[Task prompt]
Go through the data below and copy it exactly, skipping every picture.

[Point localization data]
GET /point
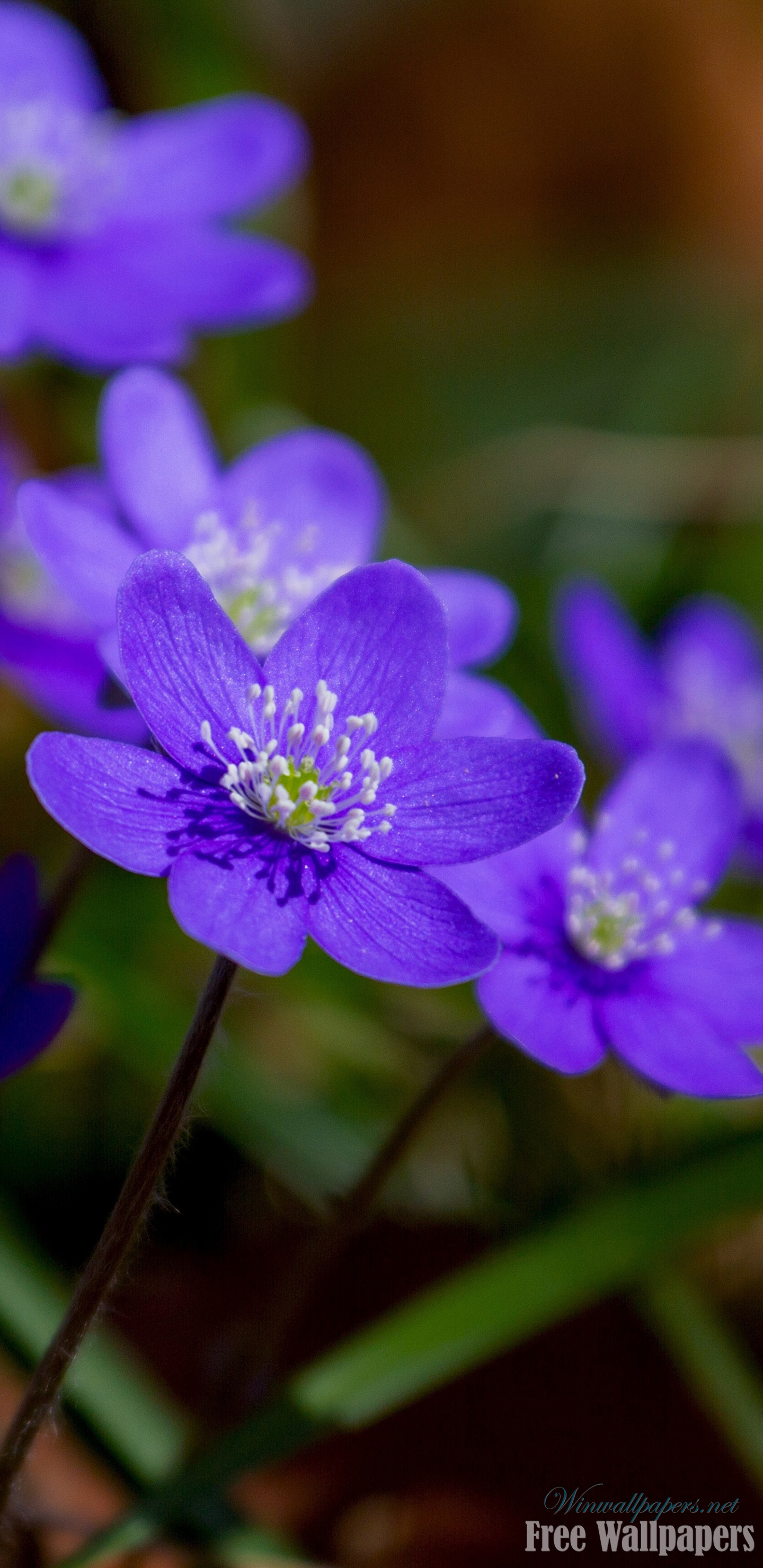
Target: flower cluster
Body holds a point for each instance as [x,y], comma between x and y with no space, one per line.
[112,239]
[269,809]
[704,676]
[604,948]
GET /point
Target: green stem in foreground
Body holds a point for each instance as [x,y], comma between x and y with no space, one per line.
[120,1232]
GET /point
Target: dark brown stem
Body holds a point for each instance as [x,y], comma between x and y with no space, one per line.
[321,1249]
[120,1232]
[62,896]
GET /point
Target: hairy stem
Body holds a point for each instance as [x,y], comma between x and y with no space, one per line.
[120,1232]
[321,1249]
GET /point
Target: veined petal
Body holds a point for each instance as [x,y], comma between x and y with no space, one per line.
[550,1020]
[85,553]
[123,802]
[481,613]
[464,800]
[242,908]
[379,640]
[184,661]
[520,894]
[679,809]
[30,1018]
[209,159]
[398,924]
[41,57]
[159,453]
[475,706]
[20,910]
[674,1045]
[615,676]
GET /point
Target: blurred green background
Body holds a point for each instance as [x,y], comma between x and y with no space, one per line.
[539,245]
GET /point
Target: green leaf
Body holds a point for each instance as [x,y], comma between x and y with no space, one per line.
[109,1387]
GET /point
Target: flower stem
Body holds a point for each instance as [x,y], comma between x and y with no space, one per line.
[321,1249]
[62,896]
[118,1235]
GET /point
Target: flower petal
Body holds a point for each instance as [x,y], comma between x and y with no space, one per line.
[679,809]
[16,298]
[481,615]
[613,673]
[68,681]
[30,1018]
[20,912]
[208,159]
[464,800]
[316,504]
[520,894]
[121,802]
[41,57]
[398,924]
[475,706]
[550,1020]
[85,551]
[718,971]
[674,1045]
[242,908]
[710,637]
[379,640]
[183,659]
[159,453]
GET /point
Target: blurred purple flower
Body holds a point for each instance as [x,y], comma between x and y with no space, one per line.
[280,526]
[704,676]
[604,948]
[112,234]
[32,1012]
[271,809]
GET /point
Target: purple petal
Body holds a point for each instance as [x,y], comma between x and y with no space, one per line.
[184,661]
[209,159]
[85,553]
[481,615]
[68,681]
[20,910]
[121,802]
[16,298]
[710,637]
[520,893]
[464,800]
[30,1017]
[41,57]
[475,706]
[718,971]
[531,1004]
[674,1045]
[159,455]
[677,808]
[316,504]
[398,924]
[242,908]
[379,640]
[613,673]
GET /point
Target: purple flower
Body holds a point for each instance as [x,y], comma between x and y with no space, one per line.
[280,526]
[112,231]
[304,797]
[704,676]
[483,617]
[604,946]
[32,1010]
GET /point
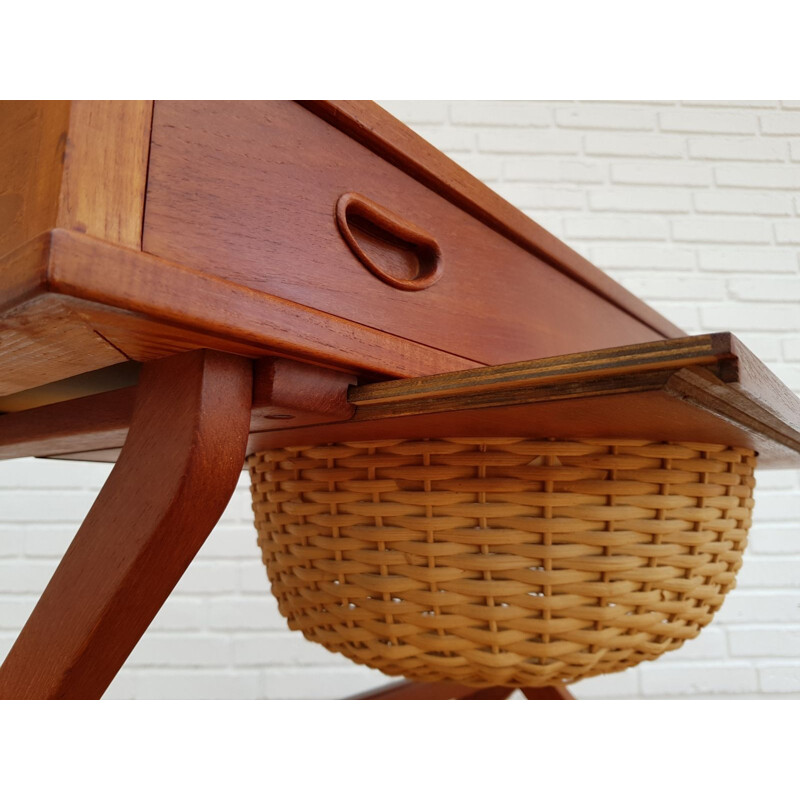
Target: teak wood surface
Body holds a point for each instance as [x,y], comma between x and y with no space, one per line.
[700,388]
[156,258]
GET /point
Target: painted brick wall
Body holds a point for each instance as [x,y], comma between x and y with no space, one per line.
[694,206]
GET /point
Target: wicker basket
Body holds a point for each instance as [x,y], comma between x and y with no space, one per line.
[502,561]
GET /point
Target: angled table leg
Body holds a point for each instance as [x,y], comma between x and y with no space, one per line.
[174,477]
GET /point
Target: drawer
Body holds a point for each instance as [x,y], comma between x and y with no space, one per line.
[249,192]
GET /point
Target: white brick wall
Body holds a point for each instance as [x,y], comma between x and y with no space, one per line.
[695,207]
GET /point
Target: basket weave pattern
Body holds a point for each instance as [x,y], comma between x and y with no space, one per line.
[502,561]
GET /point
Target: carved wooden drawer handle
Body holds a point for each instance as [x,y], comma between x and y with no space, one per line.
[399,252]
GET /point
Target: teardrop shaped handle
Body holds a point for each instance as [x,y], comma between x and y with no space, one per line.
[397,251]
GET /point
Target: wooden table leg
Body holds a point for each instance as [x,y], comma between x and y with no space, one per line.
[412,690]
[174,477]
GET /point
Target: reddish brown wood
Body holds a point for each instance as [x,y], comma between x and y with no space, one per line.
[411,690]
[703,388]
[72,426]
[80,165]
[378,130]
[397,251]
[285,394]
[251,197]
[105,170]
[33,136]
[548,693]
[697,389]
[288,393]
[177,471]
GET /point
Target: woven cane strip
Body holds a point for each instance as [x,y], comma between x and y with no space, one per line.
[502,561]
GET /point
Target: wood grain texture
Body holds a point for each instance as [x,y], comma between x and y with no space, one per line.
[205,311]
[33,135]
[80,165]
[45,340]
[548,693]
[75,304]
[413,690]
[173,480]
[378,130]
[105,170]
[72,426]
[698,389]
[248,192]
[705,388]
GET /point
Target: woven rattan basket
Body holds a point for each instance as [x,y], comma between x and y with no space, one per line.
[502,561]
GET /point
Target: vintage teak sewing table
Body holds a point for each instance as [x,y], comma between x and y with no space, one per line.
[185,283]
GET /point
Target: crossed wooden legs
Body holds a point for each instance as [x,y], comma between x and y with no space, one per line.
[175,475]
[180,463]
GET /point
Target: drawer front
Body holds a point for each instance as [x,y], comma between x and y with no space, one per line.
[250,192]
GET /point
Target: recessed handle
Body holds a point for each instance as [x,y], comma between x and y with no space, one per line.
[397,251]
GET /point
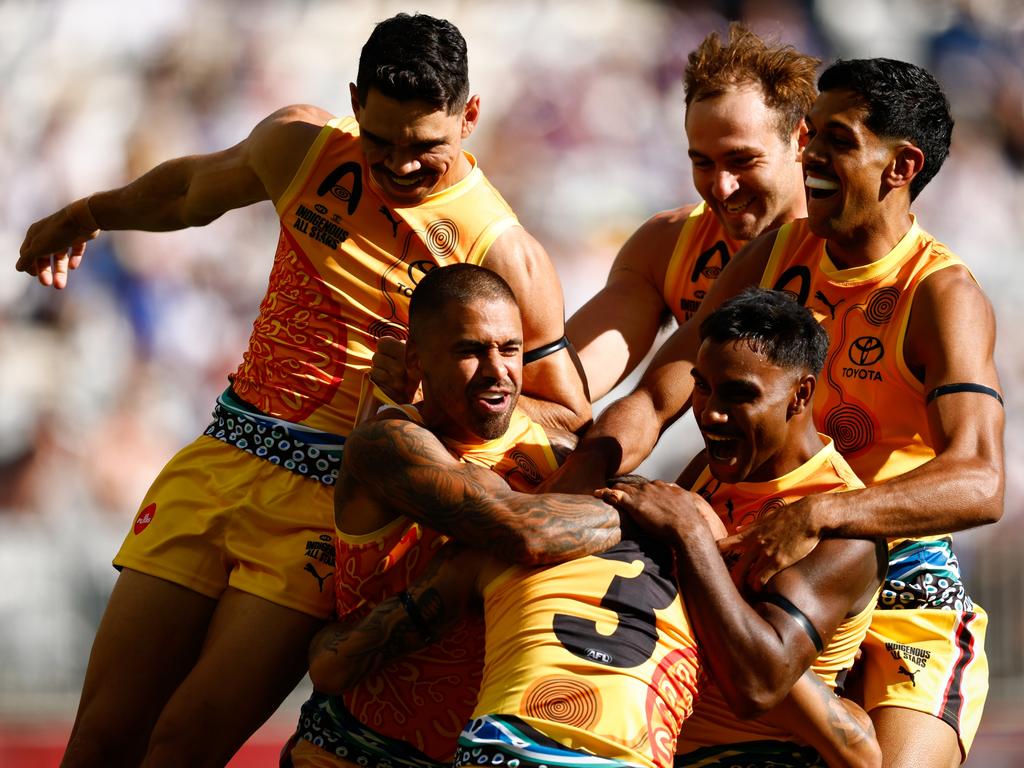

[Output of the task]
GET /point
Target: flower cluster
Body holds a point for each instance as [x,y], comma between x and y with no space, one per line.
[112,239]
[269,809]
[704,676]
[604,948]
GET /point
Target: green stem in foreground
Body holds a point for each instance as [x,y], comma between x and y with no space, one per line.
[120,1232]
GET /point
Target: dark brown stem
Body holds a point for each instance as [x,y], comma between x and y with no space, one per line.
[321,1249]
[120,1232]
[62,896]
GET /point
Target: hairy stem
Body holds a point for each instance as [x,y], comma between x and y with no space, one per line.
[120,1232]
[321,1249]
GET /point
Target: veined petal
Body holds a point for each instance as [x,y], comma between x and y with no space, one per line.
[550,1020]
[85,553]
[123,802]
[481,613]
[464,800]
[242,908]
[379,640]
[184,661]
[520,894]
[679,809]
[30,1018]
[209,159]
[398,924]
[41,57]
[159,453]
[475,706]
[20,910]
[674,1045]
[615,676]
GET /point
Target: blurred green background
Body holds a point for each instance as [x,y], comma between x and y with no space, one per line.
[539,245]
GET /point
Target: green leaf
Body holds a point for each instance as [x,y], comma between x and y with no space, one per line.
[109,1387]
GET /point
Target: flower stem
Body holds a point for each instance as [x,y], comma between x and y with no space, one per line.
[321,1249]
[62,896]
[118,1235]
GET /point
Target: flower petal
Body holds a point for each instance as [x,y], comma between x and y with no space, one per line.
[679,809]
[16,298]
[481,615]
[613,673]
[68,681]
[30,1018]
[20,912]
[208,159]
[464,800]
[316,504]
[520,894]
[121,802]
[41,57]
[398,924]
[475,706]
[550,1020]
[85,551]
[718,971]
[674,1045]
[242,908]
[710,637]
[379,640]
[183,659]
[159,453]
GET /point
Target: blurred purple flower
Body holds a point for each instance as [x,y], comma between x and y with no space, one per line.
[280,526]
[704,676]
[604,948]
[112,234]
[32,1012]
[271,809]
GET /point
Target: purple petal
Body holds a point for each instance as [x,y], comma between x and y with no space, one per line.
[184,661]
[209,159]
[85,553]
[481,615]
[68,681]
[20,910]
[121,802]
[16,298]
[710,637]
[520,893]
[464,800]
[30,1017]
[41,57]
[475,706]
[718,971]
[531,1004]
[674,1045]
[159,455]
[677,808]
[316,504]
[398,924]
[242,908]
[379,640]
[613,673]
GET /point
Target: purple flower
Body holds a point for each instance as [x,y], comma between x and y with no space, one per line.
[280,526]
[112,231]
[304,797]
[704,676]
[483,617]
[604,946]
[32,1010]
GET /point
Target: teak wood surface
Body holds a point for each instance as [x,y], comma between x and y with no space, one per line.
[700,388]
[156,258]
GET /point
Target: painted brick wall
Body holds a point for each instance as [x,y], comma between x and y with no space, one per line.
[694,206]
GET /point
Target: wicker basket
Body holds a point for each instance as [x,y], comma between x and y with no space, one per line.
[502,561]
GET /point
Target: angled table leg
Body holds a point for each instance as [x,y], comma between x and y with no space, one per line.
[174,477]
GET /point
Target: drawer
Body holds a point for each instance as [x,y], comma between x and y with no space, one per line.
[249,192]
GET /point
Target: white brick wall
Body holds a point for each instance as [x,y], comma between x and y with no space, one per line.
[695,207]
GET /point
Target: basket weave pattern
Body holds a point for each instance as [x,y], comma between x and y with no space, one per line.
[502,561]
GET /point
Target: carved wooden drawer handle
Body holds a point for each instance as [x,y], comma between x and y with no space, one per line.
[399,252]
GET /point
Target: teardrop shaped handle
Body holds a point for each instance as [x,y], comma between x and y with no space, one per line.
[397,251]
GET /point
Target: wooden table leg
Body holds a point for each instance as [x,y], comma between x and y with no space, one per line.
[412,690]
[174,477]
GET /point
Target: reddish brown wood
Body holds a point for each instance as [x,y], comma between x and y with no space, one per line.
[411,690]
[703,388]
[72,426]
[80,165]
[378,130]
[397,251]
[285,394]
[251,197]
[105,170]
[33,136]
[548,693]
[697,389]
[288,393]
[177,471]
GET /point
Target: woven cane strip
Body holds a point for each instance as [x,y], comma between x and y with no space, one per line.
[502,561]
GET /point
Target: wood grain texture
Body holds a point for each instance as [x,y], comma between x and y with no space, one per line.
[205,311]
[33,135]
[80,165]
[45,340]
[548,693]
[75,304]
[413,690]
[173,480]
[378,130]
[105,170]
[72,426]
[698,389]
[248,192]
[705,388]
GET /point
Target: woven rattan basket
Body holds a point for each instance as [x,y], comma between x and y with no space, one per line.
[502,561]
GET /point
Target: vintage teak sewing table
Body holds a point for each instance as [x,y], comma between x and y with no space, one per line.
[185,283]
GET /point
Target: crossed wooden legs
Body holds a point for each instance as [x,y], comma between x and y with no space, one per line.
[175,475]
[180,463]
GET /point
Target: drawer front
Body holds a point for each instance as [x,y], comma between x and y with no space, one per line.
[250,192]
GET /point
Target: recessed handle
Body holds a point for each instance as [x,y], comma between x and y with no space, one per line.
[397,251]
GET /point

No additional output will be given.